■ **TO BE DONE**
Show every line of the data below that holds the string "chimney", copying each such line in full.

(Point-based annotation data)
════════════════════

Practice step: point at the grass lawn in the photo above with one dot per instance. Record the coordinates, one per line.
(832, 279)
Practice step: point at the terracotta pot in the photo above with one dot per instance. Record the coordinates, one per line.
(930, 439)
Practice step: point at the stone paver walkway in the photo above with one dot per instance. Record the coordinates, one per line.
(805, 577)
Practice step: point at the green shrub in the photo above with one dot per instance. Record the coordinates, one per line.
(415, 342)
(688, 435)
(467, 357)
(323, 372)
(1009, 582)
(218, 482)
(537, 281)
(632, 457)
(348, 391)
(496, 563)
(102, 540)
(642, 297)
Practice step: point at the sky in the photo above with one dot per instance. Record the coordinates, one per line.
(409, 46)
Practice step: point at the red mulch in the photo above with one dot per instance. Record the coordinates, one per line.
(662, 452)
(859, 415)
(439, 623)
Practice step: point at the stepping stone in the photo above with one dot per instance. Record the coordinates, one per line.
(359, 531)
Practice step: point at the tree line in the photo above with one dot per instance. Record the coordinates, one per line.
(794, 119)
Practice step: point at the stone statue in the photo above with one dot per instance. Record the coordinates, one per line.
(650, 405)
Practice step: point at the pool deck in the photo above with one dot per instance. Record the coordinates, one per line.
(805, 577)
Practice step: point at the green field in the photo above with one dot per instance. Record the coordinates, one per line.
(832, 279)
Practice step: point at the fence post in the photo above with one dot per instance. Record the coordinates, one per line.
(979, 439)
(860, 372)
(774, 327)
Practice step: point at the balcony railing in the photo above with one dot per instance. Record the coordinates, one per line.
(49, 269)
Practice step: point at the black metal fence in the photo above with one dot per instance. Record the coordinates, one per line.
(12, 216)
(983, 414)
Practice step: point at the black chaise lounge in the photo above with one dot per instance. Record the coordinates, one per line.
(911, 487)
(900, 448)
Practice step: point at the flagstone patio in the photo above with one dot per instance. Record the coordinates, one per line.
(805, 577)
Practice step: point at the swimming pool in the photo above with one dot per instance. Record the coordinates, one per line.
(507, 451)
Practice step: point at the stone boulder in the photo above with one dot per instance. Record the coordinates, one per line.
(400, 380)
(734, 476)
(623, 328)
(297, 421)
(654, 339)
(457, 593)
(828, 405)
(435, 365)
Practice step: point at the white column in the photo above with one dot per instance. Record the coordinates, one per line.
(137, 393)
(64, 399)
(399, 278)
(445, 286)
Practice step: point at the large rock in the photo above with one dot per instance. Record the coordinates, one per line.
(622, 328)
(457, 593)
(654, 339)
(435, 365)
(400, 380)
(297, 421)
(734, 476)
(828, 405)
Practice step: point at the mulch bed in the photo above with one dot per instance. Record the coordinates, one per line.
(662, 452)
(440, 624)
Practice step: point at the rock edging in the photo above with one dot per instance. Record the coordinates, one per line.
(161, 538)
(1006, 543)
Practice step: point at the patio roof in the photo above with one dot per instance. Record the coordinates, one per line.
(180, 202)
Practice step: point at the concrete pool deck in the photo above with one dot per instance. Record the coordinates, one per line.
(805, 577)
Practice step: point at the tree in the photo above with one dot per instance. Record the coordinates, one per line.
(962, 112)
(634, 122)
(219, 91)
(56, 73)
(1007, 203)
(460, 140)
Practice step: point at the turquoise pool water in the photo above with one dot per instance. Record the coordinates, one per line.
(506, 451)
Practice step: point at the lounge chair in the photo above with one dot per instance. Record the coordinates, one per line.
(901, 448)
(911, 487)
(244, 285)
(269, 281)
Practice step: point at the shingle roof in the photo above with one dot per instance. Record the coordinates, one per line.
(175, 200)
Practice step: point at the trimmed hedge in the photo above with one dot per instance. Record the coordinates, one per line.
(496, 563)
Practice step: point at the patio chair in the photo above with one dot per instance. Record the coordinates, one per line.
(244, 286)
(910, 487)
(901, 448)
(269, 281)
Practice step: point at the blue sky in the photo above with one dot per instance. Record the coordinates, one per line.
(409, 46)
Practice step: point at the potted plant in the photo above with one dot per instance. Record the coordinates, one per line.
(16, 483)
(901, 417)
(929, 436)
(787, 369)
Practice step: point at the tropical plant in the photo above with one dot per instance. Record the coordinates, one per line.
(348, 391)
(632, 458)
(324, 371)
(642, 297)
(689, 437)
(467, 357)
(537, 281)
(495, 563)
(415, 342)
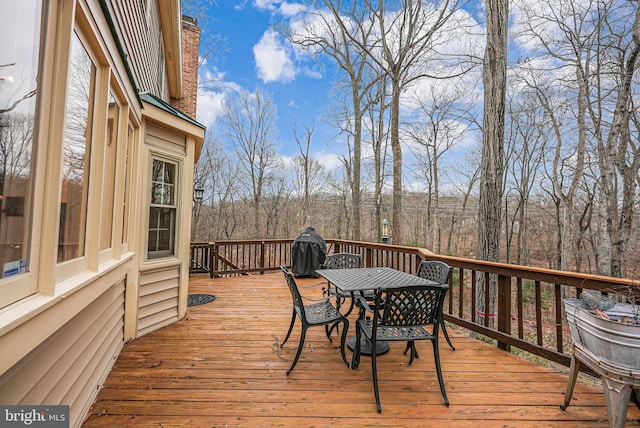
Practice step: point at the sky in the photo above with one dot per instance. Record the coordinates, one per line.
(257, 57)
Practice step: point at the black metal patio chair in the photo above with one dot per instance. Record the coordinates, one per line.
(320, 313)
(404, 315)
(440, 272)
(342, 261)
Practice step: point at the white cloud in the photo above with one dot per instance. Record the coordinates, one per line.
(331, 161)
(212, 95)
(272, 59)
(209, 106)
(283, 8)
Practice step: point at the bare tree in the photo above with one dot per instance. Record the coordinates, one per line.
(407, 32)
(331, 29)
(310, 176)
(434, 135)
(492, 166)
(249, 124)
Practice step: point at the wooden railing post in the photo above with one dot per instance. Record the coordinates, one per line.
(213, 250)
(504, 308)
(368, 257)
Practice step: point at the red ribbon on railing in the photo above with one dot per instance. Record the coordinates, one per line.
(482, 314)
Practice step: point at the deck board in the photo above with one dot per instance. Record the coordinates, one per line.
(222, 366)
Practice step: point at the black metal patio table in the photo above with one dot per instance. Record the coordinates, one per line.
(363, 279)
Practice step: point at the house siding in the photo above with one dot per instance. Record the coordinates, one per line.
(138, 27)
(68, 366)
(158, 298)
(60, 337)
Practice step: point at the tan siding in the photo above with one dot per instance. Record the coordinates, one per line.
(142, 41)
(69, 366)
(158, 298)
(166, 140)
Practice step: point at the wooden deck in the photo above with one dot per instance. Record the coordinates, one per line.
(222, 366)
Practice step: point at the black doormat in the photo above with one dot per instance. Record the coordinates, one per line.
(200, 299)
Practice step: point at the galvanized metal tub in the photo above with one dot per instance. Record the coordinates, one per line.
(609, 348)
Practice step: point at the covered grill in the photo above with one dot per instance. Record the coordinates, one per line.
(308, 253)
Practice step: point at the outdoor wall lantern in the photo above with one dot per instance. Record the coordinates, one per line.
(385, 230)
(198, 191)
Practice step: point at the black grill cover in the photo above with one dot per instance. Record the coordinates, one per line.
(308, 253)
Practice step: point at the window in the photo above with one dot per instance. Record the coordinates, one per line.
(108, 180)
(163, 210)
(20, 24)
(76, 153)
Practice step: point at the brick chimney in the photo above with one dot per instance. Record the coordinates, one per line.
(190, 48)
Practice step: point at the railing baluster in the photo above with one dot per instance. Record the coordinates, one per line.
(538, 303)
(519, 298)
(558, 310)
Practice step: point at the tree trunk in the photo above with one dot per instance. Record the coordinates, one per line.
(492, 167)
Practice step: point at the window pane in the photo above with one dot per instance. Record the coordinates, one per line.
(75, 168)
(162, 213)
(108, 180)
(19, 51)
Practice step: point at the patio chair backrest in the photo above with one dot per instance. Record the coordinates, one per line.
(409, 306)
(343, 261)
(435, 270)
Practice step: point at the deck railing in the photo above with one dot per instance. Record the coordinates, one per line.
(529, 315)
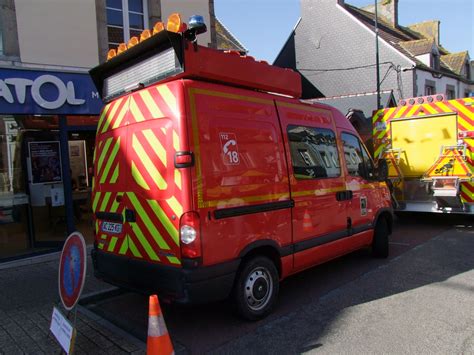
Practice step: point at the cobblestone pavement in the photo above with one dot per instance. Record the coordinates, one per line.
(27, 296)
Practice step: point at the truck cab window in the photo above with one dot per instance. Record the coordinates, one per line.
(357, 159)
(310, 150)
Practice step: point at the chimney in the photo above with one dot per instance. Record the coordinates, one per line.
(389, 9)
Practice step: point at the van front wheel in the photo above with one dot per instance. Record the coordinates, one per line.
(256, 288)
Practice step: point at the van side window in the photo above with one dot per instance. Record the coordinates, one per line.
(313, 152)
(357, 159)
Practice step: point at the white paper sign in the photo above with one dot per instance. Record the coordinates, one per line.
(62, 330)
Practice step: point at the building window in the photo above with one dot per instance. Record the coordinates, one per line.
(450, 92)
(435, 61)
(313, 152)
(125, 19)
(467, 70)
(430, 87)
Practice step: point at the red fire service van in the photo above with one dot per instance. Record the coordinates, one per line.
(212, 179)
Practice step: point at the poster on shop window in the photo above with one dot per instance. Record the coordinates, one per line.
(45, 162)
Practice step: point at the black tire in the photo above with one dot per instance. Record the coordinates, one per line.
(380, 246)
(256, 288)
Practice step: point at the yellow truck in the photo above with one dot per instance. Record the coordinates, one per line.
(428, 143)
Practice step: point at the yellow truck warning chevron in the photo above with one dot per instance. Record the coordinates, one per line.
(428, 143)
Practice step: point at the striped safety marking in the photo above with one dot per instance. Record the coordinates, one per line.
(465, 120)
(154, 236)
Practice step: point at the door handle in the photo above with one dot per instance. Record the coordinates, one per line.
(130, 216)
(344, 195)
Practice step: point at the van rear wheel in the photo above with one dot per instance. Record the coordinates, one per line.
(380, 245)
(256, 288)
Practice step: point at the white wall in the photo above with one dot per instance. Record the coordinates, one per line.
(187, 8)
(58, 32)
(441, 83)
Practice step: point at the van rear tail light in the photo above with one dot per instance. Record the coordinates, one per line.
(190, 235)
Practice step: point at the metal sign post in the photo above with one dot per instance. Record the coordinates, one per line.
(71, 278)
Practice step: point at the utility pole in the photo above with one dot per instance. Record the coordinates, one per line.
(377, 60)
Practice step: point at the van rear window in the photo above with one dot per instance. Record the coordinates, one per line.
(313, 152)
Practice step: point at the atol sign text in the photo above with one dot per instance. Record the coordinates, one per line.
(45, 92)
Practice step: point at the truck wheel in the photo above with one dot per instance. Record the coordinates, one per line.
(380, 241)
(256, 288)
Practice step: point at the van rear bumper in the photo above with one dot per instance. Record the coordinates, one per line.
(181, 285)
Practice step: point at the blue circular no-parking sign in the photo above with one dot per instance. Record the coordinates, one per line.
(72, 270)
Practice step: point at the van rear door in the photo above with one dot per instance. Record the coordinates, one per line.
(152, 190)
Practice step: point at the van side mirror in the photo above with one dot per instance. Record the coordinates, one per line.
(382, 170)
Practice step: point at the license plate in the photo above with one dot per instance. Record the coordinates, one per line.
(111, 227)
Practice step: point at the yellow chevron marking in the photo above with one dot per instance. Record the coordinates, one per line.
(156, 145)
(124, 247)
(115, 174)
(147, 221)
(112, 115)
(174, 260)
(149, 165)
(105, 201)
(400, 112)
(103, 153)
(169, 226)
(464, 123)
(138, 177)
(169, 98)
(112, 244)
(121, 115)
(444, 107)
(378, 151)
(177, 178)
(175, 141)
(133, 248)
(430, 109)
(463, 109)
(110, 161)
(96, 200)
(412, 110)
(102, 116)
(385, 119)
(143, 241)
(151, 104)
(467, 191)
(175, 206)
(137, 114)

════════════════════

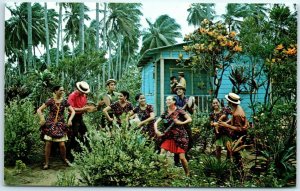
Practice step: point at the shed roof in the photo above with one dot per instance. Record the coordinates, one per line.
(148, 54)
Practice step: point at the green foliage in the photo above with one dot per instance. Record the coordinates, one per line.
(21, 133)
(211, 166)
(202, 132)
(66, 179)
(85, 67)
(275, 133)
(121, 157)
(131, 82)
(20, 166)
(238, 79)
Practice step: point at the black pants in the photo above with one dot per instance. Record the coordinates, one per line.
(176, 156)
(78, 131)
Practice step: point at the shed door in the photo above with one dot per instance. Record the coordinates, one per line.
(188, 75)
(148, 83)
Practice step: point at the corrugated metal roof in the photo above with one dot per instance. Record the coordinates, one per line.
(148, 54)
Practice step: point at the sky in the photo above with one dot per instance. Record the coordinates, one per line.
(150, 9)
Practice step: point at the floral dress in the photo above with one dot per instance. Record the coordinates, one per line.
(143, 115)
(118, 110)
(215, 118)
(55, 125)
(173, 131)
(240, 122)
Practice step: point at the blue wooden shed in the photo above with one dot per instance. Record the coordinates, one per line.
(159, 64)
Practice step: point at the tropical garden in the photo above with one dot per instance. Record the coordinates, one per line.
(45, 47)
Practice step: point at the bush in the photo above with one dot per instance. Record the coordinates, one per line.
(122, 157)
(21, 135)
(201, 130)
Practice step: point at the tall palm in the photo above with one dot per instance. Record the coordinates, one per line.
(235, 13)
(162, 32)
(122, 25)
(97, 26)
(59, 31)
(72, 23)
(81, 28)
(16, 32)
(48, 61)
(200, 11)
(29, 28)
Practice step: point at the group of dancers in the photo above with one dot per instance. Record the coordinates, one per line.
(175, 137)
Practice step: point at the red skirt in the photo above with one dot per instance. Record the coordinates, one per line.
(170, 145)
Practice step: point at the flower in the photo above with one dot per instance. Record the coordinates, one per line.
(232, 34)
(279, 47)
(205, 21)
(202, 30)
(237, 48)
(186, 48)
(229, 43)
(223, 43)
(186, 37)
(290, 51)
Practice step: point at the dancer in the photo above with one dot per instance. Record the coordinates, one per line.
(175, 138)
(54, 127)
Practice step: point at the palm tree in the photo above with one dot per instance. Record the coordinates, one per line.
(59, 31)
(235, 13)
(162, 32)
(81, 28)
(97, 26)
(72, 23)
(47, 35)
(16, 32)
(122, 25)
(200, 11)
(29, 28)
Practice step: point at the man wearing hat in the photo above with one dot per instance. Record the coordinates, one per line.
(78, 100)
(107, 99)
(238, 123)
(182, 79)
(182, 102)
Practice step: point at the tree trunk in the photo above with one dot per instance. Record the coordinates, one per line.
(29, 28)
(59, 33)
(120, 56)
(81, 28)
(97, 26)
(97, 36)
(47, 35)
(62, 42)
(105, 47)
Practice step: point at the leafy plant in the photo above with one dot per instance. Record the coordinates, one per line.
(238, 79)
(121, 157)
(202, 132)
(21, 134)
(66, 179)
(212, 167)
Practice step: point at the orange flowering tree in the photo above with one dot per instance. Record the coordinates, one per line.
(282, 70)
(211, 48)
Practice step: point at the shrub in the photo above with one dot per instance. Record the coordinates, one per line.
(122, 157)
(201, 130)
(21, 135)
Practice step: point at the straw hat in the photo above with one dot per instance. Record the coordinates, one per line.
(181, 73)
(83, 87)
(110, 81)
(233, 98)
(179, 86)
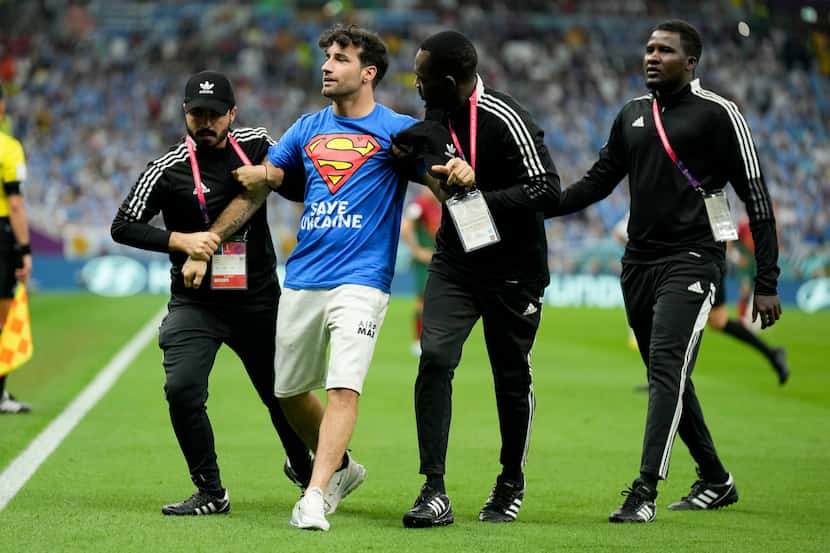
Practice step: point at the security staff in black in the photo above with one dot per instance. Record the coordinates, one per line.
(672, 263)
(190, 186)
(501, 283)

════════════════════

■ **FINAL ANSWER**
Practice step: point at the brick chimney in the photo above with one dot per instance. Record the coordinates, one per line.
Practice step: point at the chimney in the photo above with one dot per instance. Record the coordinates, one per line.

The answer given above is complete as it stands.